▶ _読解文_:
══════════
この発明は、充放電サイクル特性に優れた非水電解質二次電池およびその製造方法に関する。
近年、移動体通信機やノート型パーソナルコンピュータ、パームトップ型パーソナルコンピュータ、一体型ビデオカメラ、携帯型再生装置、コードレス電話等の電子機器の小型化、軽量化を図る上で、小型で大容量の電池が求められている。
電子機器の電源として普及している電池としては、アルカリマンガン電池のような一次電池や、ニッケルカドミウム電池、鉛蓄電池等の二次電池が挙げられる。その中でも、正極にリチウム複合酸化物を用い、かつ負極にリチウムイオンをドープ・脱ドープ可能な炭素質材料を用いた非水電解質二次電池が、小型軽量で単電池電圧が高く、高エネルギー密度を得られることから注目されている。
このような構成を有する非水電解質二次電池は、充放電サイクルを繰り返した場合に、徐々に容量が低下していき、電子機器の作動時間が短くなってしまうため、更なる充放電サイクル特性の向上が求められている。
══════════
▶ _提供データ_:

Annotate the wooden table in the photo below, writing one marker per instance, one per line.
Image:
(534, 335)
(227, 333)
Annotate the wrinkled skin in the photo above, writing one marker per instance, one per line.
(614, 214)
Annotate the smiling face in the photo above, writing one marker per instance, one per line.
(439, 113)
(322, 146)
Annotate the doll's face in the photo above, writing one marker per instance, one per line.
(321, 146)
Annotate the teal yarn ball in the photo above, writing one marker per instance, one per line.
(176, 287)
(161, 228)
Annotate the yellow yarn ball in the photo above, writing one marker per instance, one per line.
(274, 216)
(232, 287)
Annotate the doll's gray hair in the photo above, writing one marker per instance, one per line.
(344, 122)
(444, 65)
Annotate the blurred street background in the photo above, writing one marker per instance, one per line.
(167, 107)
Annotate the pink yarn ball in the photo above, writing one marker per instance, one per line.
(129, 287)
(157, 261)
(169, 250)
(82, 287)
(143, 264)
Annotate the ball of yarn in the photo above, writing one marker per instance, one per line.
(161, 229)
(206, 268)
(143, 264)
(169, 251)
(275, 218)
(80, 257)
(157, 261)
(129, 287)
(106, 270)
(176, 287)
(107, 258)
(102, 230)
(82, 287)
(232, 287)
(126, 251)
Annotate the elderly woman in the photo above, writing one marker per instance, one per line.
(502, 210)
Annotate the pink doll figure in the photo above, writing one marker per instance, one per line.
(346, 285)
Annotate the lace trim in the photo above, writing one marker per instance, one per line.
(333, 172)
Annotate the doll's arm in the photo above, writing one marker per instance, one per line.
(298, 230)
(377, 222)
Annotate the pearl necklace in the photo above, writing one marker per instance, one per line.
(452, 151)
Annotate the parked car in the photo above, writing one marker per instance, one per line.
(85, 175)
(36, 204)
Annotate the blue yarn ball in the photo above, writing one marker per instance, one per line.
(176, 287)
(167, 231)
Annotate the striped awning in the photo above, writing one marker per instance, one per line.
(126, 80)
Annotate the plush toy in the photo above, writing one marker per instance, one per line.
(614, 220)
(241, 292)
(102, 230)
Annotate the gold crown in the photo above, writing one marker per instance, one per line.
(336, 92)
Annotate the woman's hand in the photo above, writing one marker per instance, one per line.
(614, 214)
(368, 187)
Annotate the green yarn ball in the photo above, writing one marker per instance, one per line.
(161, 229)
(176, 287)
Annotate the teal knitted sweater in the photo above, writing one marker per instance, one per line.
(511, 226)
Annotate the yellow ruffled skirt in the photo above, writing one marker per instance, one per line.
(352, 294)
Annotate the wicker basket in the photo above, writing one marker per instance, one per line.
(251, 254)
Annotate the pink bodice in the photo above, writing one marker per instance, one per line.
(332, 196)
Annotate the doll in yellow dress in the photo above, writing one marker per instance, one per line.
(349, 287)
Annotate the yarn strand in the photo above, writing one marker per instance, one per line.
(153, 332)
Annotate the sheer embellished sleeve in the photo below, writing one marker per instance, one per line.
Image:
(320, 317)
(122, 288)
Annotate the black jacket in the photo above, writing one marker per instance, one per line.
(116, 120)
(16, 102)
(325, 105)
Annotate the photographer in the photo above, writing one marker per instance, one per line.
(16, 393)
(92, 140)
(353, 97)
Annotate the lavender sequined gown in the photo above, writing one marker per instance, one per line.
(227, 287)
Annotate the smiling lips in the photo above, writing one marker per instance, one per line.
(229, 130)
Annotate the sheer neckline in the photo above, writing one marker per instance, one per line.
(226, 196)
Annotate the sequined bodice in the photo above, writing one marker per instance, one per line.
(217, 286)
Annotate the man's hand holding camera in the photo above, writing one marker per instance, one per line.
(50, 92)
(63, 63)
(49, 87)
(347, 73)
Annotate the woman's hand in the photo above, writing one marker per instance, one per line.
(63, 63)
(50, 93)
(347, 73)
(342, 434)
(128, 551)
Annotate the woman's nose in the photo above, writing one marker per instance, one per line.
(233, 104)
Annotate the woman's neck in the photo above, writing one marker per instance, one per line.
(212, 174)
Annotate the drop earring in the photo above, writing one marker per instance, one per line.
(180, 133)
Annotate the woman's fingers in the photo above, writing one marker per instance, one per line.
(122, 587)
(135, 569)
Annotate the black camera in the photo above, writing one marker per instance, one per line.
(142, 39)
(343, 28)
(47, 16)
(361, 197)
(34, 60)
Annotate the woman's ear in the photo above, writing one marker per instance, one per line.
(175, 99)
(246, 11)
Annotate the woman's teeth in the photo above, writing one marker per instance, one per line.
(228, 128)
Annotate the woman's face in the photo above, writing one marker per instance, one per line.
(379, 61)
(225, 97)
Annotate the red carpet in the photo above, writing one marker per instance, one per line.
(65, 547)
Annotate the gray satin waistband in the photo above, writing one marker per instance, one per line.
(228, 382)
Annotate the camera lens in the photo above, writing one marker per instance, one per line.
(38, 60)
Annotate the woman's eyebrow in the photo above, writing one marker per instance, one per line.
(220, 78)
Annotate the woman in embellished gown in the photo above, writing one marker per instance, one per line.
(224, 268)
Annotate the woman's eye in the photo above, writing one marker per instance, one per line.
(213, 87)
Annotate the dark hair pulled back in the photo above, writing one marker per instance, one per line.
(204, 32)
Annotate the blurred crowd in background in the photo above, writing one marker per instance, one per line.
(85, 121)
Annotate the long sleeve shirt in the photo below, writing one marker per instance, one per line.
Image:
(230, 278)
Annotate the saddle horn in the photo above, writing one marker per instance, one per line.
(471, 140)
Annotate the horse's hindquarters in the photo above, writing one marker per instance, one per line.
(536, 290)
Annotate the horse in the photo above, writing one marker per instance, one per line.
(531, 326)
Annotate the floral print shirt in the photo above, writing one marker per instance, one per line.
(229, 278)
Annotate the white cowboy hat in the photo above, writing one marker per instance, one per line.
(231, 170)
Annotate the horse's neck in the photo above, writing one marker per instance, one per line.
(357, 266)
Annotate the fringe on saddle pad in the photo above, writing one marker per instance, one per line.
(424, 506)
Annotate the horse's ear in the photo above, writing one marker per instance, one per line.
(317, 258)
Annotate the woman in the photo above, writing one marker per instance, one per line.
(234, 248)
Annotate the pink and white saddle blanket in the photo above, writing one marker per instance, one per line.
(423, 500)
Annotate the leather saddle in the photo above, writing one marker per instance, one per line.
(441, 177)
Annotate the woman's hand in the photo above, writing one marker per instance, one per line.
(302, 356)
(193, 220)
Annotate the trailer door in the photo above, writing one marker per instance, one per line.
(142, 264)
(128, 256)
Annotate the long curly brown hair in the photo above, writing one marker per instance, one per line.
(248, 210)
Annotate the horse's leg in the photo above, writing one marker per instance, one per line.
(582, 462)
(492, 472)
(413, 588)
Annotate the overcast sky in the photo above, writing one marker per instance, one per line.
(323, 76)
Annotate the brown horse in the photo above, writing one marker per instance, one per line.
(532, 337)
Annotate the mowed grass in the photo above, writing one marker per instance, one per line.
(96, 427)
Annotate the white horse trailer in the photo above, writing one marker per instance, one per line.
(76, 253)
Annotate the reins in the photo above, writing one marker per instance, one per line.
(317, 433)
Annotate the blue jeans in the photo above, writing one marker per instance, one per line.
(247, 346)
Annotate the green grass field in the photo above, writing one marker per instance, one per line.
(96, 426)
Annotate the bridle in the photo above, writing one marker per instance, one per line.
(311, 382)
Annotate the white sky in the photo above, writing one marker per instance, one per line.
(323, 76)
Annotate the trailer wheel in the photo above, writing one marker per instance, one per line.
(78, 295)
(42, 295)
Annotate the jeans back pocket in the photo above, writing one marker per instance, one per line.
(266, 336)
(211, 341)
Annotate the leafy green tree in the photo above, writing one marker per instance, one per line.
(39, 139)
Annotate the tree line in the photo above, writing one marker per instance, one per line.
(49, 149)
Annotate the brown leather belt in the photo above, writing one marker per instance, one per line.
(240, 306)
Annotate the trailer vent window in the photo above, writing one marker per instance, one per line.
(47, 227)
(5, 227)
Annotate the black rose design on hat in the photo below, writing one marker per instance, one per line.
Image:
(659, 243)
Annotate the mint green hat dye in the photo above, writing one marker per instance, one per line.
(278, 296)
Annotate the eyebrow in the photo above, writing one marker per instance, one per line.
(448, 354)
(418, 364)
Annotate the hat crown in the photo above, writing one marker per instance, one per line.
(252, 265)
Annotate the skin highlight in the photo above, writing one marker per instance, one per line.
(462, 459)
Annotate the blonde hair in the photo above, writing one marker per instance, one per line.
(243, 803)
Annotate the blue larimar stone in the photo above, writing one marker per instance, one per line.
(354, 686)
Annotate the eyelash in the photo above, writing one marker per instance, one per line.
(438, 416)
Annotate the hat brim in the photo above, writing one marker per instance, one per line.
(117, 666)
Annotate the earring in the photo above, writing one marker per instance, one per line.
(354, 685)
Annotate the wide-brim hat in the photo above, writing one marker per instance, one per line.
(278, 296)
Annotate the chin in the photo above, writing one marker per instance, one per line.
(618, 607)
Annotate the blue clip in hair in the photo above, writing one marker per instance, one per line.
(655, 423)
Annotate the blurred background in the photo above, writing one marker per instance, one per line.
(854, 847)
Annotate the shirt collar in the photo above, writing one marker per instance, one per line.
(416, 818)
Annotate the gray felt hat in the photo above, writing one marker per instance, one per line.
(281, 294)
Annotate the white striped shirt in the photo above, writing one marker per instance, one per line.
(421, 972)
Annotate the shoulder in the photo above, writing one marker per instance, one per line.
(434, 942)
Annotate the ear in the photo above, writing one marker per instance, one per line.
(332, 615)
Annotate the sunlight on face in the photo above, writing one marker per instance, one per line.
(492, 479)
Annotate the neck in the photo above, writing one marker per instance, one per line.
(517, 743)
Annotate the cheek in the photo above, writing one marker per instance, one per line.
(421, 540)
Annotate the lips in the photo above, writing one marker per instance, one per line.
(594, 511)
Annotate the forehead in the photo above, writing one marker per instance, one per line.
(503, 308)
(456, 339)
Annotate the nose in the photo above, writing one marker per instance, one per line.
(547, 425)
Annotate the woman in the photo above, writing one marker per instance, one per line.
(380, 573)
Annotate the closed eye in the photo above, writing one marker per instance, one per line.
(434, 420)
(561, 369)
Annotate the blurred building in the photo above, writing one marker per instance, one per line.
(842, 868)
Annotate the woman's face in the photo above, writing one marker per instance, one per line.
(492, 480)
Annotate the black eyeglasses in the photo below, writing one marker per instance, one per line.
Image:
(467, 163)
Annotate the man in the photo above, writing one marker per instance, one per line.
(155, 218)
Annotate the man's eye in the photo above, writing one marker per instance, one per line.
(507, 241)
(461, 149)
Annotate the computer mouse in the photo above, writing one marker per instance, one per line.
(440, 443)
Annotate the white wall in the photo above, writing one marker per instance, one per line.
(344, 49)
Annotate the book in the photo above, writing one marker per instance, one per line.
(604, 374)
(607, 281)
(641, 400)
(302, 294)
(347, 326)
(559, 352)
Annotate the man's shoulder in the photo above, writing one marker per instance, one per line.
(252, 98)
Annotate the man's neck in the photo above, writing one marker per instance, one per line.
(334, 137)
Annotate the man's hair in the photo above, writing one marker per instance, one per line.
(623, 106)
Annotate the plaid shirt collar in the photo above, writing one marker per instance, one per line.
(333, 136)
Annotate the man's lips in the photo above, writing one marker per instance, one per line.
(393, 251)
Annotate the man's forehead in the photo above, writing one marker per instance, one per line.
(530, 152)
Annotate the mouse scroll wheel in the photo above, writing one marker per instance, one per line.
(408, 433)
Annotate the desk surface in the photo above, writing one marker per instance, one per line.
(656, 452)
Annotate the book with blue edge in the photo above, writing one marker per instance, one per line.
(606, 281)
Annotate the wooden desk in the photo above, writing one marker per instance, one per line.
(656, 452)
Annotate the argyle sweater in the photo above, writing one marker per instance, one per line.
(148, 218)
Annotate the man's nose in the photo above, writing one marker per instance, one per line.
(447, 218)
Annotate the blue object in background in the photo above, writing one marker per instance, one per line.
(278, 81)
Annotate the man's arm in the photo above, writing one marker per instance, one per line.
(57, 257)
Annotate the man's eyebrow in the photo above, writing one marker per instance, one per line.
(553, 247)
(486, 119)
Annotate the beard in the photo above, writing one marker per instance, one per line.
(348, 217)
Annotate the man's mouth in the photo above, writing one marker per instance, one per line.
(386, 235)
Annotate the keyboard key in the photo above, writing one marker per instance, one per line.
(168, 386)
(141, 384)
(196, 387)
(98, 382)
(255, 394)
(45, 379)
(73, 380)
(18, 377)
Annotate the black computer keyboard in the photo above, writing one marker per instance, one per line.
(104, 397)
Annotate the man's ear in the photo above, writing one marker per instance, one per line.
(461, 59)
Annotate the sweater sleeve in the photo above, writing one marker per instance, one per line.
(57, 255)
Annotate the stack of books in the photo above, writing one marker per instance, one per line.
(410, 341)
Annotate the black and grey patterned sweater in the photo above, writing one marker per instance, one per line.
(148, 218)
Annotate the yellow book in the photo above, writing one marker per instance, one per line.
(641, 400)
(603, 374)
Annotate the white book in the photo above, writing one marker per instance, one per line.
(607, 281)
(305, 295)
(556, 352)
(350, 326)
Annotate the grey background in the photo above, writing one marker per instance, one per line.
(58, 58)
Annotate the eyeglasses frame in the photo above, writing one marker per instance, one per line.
══════════
▶ _課題内容_: 上記の非水電解質二次電池に関する文章を、一字一句変えずに全文書き写してください。

▶ _想定解答_:
この発明は、充放電サイクル特性に優れた非水電解質二次電池およびその製造方法に関する。
近年、移動体通信機やノート型パーソナルコンピュータ、パームトップ型パーソナルコンピュータ、一体型ビデオカメラ、携帯型再生装置、コードレス電話等の電子機器の小型化、軽量化を図る上で、小型で大容量の電池が求められている。
電子機器の電源として普及している電池としては、アルカリマンガン電池のような一次電池や、ニッケルカドミウム電池、鉛蓄電池等の二次電池が挙げられる。その中でも、正極にリチウム複合酸化物を用い、かつ負極にリチウムイオンをドープ・脱ドープ可能な炭素質材料を用いた非水電解質二次電池が、小型軽量で単電池電圧が高く、高エネルギー密度を得られることから注目されている。
このような構成を有する非水電解質二次電池は、充放電サイクルを繰り返した場合に、徐々に容量が低下していき、電子機器の作動時間が短くなってしまうため、更なる充放電サイクル特性の向上が求められている。